> **Description of the task**
Keyword search on "vertical": report each line of the records that contains it.

> **Records contained in a dataset**
——————————

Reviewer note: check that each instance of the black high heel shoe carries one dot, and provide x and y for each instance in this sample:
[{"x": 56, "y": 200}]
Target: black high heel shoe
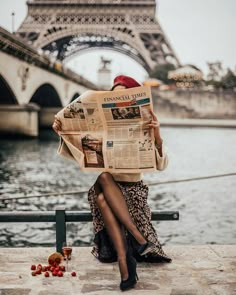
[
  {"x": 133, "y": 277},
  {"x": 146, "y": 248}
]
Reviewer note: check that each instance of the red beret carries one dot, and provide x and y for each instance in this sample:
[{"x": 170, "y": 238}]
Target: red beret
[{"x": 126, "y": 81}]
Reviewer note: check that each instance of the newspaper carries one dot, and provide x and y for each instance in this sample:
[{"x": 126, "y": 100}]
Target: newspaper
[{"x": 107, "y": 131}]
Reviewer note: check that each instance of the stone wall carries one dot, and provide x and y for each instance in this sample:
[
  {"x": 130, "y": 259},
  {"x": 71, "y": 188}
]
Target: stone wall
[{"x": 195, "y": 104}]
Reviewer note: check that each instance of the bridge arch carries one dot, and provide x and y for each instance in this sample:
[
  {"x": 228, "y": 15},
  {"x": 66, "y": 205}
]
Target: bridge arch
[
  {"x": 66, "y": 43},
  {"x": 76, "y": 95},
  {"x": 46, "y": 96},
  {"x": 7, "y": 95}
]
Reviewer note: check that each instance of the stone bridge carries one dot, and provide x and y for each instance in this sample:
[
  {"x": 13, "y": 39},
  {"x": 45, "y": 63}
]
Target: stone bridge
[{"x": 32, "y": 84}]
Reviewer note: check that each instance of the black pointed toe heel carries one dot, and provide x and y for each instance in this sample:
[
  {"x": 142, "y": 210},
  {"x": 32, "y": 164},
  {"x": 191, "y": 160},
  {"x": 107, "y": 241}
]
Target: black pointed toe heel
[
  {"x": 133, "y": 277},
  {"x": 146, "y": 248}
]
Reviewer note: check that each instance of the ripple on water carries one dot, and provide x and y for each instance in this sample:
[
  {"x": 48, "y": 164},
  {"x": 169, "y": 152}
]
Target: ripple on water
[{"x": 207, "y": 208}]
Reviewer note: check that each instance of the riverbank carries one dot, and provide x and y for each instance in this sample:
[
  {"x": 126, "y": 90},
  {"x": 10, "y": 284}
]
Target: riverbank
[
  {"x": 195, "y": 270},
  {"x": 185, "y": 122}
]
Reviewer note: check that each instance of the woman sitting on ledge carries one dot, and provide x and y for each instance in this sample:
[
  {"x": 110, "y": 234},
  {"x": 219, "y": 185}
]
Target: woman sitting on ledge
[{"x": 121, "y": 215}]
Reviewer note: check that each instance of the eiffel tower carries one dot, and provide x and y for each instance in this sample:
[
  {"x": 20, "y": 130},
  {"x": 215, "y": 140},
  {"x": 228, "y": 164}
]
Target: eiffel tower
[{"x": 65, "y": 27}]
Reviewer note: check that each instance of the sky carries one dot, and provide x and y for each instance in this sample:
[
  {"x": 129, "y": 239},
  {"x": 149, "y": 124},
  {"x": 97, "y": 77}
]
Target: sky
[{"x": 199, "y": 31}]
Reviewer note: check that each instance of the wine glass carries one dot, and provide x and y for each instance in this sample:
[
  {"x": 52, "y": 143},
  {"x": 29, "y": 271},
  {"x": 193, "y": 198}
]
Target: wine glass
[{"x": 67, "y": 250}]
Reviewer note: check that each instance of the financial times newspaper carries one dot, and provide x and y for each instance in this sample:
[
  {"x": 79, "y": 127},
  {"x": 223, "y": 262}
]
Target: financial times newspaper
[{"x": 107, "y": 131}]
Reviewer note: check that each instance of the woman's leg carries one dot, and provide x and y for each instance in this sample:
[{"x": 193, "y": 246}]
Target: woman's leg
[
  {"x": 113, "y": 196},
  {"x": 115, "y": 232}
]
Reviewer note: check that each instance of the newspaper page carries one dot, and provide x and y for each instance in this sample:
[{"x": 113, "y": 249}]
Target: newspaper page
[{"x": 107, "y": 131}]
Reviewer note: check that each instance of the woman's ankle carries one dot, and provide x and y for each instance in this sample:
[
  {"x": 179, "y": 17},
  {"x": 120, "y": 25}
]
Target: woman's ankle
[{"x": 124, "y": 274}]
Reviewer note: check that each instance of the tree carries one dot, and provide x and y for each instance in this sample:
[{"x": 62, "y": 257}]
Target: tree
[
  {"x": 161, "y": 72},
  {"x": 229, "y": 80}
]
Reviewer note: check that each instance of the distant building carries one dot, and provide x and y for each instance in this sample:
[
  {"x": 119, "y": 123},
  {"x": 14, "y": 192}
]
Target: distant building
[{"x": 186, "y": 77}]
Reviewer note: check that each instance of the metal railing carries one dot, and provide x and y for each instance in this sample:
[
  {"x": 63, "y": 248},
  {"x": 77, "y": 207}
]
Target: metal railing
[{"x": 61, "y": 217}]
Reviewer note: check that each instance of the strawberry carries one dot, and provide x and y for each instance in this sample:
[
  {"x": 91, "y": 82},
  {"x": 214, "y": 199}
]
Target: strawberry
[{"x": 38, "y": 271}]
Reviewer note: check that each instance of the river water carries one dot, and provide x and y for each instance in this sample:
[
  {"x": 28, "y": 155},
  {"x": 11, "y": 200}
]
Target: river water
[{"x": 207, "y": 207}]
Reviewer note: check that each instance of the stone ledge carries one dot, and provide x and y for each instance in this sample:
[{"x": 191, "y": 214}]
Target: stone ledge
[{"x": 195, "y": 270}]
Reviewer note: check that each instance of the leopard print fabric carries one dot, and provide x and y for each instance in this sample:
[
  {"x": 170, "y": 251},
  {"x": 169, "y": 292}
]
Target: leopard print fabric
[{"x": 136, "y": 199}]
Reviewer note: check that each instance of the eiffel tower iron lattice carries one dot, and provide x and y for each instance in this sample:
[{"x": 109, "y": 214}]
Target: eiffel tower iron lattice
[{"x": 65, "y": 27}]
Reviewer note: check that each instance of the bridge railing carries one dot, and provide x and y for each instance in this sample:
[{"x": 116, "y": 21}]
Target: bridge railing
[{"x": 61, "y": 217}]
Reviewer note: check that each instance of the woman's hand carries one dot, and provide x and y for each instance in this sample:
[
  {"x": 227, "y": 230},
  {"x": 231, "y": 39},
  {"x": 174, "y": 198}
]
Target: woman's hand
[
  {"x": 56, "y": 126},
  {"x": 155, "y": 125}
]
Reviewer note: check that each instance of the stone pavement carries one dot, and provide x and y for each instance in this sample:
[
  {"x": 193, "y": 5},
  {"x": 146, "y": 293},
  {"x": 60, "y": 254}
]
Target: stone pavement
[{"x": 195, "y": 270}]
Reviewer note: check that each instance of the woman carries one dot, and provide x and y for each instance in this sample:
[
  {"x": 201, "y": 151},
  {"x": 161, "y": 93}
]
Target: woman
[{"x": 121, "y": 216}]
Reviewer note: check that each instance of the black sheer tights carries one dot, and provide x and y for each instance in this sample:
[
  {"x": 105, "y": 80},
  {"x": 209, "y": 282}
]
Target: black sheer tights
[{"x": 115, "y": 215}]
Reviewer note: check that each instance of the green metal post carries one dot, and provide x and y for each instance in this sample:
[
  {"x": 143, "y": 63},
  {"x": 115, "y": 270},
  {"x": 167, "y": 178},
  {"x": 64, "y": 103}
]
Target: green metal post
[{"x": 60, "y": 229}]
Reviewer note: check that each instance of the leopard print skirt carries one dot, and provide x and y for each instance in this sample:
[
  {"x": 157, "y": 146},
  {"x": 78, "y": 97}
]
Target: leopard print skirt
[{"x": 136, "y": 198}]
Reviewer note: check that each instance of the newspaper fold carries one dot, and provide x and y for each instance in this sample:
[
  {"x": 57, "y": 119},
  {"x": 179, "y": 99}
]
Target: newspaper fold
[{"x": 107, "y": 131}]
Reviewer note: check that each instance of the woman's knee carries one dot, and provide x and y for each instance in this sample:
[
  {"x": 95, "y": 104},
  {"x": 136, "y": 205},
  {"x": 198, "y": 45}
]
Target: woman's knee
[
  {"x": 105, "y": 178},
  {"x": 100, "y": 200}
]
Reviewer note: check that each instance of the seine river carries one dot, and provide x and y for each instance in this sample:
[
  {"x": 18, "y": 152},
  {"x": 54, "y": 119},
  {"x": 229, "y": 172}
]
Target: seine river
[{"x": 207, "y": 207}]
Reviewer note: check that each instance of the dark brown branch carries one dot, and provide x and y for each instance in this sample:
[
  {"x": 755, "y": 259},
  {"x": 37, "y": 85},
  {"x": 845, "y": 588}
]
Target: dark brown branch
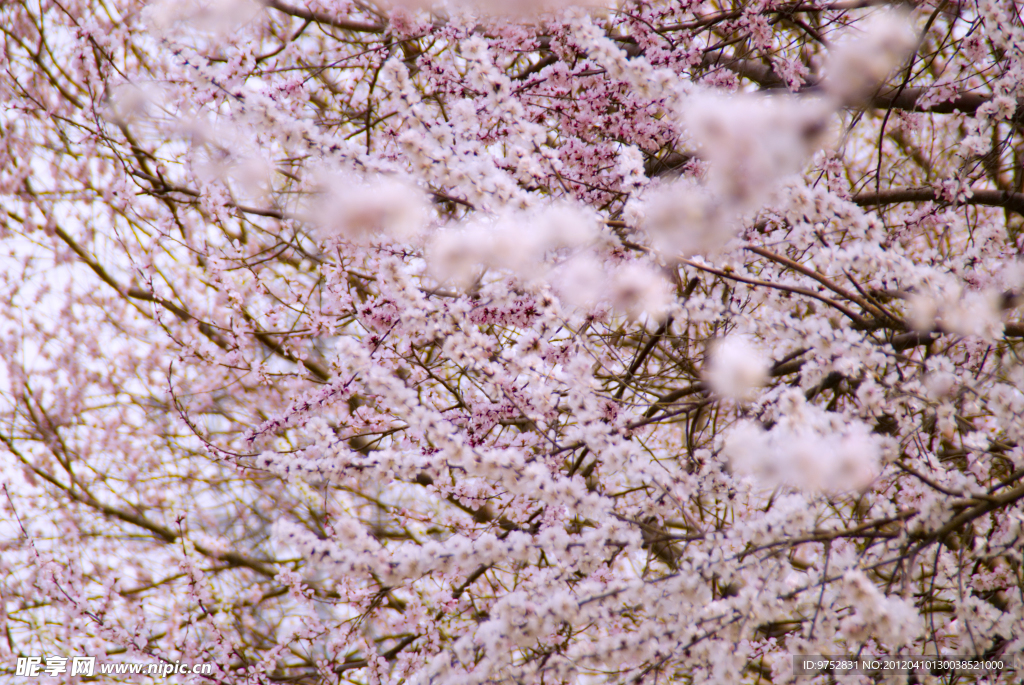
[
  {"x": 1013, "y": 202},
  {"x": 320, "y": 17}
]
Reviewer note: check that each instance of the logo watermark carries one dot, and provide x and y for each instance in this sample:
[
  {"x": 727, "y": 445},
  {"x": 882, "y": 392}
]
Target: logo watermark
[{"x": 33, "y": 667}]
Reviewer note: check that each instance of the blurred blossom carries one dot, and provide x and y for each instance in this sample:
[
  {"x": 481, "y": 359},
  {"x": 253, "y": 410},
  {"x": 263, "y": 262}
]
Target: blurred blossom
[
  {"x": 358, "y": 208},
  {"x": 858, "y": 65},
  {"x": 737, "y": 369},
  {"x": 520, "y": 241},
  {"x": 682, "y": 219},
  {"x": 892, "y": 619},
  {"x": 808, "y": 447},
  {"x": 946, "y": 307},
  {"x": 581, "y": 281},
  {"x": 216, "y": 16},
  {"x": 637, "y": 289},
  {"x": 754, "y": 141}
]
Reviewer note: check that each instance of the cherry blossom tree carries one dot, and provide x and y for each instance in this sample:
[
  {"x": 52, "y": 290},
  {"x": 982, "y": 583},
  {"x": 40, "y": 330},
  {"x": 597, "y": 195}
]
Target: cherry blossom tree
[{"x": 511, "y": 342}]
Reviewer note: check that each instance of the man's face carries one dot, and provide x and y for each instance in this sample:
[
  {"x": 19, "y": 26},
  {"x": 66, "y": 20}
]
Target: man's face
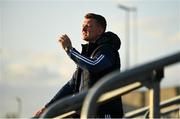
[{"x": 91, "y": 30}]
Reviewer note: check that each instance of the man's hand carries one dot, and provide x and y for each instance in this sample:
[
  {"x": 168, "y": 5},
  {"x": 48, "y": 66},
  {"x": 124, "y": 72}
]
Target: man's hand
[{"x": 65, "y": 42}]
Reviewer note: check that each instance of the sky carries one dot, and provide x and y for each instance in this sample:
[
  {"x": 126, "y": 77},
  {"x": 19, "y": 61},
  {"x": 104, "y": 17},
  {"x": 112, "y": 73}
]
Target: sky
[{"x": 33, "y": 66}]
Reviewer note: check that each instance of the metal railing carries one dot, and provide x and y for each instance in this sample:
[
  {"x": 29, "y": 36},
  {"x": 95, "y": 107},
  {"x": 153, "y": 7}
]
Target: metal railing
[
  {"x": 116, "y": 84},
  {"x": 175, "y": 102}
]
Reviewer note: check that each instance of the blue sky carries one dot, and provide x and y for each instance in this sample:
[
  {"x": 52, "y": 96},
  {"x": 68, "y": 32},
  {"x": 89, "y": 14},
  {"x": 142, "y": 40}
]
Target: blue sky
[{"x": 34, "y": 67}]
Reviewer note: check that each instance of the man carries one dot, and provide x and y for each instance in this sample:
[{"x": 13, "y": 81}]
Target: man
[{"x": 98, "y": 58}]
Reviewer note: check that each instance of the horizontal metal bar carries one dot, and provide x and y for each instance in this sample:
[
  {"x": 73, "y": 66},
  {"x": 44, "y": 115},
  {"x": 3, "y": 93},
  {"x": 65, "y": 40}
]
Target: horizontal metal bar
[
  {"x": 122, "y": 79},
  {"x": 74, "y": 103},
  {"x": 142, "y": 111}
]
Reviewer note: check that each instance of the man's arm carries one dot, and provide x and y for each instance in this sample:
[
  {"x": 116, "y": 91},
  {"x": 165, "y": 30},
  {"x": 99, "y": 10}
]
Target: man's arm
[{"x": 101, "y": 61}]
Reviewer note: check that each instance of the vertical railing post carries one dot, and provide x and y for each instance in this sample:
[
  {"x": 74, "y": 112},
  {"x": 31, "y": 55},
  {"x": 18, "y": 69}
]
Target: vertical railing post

——————————

> **Solution**
Reviewer note: check that each instance of the vertical railing post carries one dot, and provide x and y for each instance in this sample:
Target: vertical railing post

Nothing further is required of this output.